» **Stated task 1**:
Identify every line in the entries below that contains the word "comb" and copy each of those lines.

Subject: Re: CVS commit: src/sys/compat/linux/common
To: None <source-changes@netbsd.org>
From: Christos Zoulas <christos@astron.com>
List: source-changes
Date: 05/09/2007 21:45:45
In article <20734.1178746348@splode.eterna.com.au>,
matthew green  <mrg@eterna.com.au> wrote:

>note how there is a compile-time option in the quoted code to set
>this?  LINUX_UNAME_ARCH.  what i tried to do was make this sysctlable
>but the code i commited is broken (it worked on my test, but i'm not
>sure exactly what i did when transferring it somewhere i could run
>cvs ci from), and the attempt i made so far to make it use a
>dynamically allocated value failed...
>
>
>i need to set this (to "i686") for a system that expects it (since
>that is what "uname -m" says under linux.)

» **Stated task 2**:
Rewrite the mailing-list reply above between "Subject: Re: CVS" and "allocated value failed...", inclusive, replacing "compile-time option" with "build-time setting".

Entries listed in a dataset:

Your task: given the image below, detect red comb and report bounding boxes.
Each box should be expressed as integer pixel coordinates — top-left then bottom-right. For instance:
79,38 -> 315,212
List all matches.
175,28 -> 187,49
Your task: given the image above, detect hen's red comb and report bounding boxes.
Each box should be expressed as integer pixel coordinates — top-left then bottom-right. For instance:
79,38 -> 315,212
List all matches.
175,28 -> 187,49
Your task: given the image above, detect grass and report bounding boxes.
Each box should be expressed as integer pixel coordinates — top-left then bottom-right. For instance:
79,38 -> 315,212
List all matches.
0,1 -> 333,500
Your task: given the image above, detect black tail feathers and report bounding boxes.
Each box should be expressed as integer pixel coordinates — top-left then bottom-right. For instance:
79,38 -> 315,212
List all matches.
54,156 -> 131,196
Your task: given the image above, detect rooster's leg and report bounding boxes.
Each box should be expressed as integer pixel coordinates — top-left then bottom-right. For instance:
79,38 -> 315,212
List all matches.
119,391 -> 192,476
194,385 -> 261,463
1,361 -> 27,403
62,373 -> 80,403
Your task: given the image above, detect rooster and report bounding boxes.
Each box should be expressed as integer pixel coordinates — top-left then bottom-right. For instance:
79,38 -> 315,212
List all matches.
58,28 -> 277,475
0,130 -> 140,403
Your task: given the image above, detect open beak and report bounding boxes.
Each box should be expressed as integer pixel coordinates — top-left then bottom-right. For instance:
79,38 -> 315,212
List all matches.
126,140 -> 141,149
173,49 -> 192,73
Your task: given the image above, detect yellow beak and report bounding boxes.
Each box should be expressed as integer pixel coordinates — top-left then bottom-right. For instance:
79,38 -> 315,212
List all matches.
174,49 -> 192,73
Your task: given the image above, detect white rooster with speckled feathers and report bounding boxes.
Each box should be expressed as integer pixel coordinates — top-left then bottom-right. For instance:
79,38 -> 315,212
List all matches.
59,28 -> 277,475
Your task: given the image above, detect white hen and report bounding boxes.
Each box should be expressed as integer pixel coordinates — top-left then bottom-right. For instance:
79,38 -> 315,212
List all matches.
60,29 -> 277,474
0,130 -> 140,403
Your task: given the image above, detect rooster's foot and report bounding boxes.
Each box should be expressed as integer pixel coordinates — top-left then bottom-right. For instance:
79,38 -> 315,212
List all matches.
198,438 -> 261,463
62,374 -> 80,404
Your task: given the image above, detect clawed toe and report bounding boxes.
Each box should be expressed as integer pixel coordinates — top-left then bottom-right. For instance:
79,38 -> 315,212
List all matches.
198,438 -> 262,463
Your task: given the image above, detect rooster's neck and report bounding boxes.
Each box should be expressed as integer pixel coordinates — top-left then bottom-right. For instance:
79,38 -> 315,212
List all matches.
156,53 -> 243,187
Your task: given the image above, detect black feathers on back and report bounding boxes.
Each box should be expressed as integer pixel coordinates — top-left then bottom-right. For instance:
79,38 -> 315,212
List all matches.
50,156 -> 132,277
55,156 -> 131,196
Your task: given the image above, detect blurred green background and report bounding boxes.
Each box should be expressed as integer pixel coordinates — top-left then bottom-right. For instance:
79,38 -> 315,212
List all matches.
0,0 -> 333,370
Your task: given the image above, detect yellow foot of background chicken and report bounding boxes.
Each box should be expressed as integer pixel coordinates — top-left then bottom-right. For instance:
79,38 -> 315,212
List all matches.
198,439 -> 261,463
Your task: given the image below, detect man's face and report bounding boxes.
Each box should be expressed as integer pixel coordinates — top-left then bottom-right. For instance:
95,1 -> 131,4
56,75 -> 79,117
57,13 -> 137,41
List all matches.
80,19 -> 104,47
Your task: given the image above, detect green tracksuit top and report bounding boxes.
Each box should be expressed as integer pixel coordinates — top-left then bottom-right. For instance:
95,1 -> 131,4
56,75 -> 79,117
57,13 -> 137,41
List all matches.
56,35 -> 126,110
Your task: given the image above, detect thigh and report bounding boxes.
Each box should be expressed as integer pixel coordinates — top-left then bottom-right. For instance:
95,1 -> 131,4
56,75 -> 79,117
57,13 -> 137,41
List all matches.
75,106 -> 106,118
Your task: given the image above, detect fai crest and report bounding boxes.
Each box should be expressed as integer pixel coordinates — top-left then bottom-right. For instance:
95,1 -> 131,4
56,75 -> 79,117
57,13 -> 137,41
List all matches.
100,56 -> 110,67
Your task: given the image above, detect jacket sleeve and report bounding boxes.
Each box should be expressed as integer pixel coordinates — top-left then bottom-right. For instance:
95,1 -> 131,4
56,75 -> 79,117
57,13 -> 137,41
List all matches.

» **Task result 1**:
Your task: given the image below, detect red comb and report bounding boxes.
Your task: given the image above, detect hen's red comb and report bounding boxes.

» **Task result 2**:
Subject: Re: CVS commit: src/sys/compat/linux/common
To: None <source-changes@netbsd.org>
From: Christos Zoulas <christos@astron.com>
List: source-changes
Date: 05/09/2007 21:45:45
In article <20734.1178746348@splode.eterna.com.au>,
matthew green  <mrg@eterna.com.au> wrote:

>note how there is a build-time setting in the quoted code to set
>this?  LINUX_UNAME_ARCH.  what i tried to do was make this sysctlable
>but the code i commited is broken (it worked on my test, but i'm not
>sure exactly what i did when transferring it somewhere i could run
>cvs ci from), and the attempt i made so far to make it use a
>dynamically allocated value failed...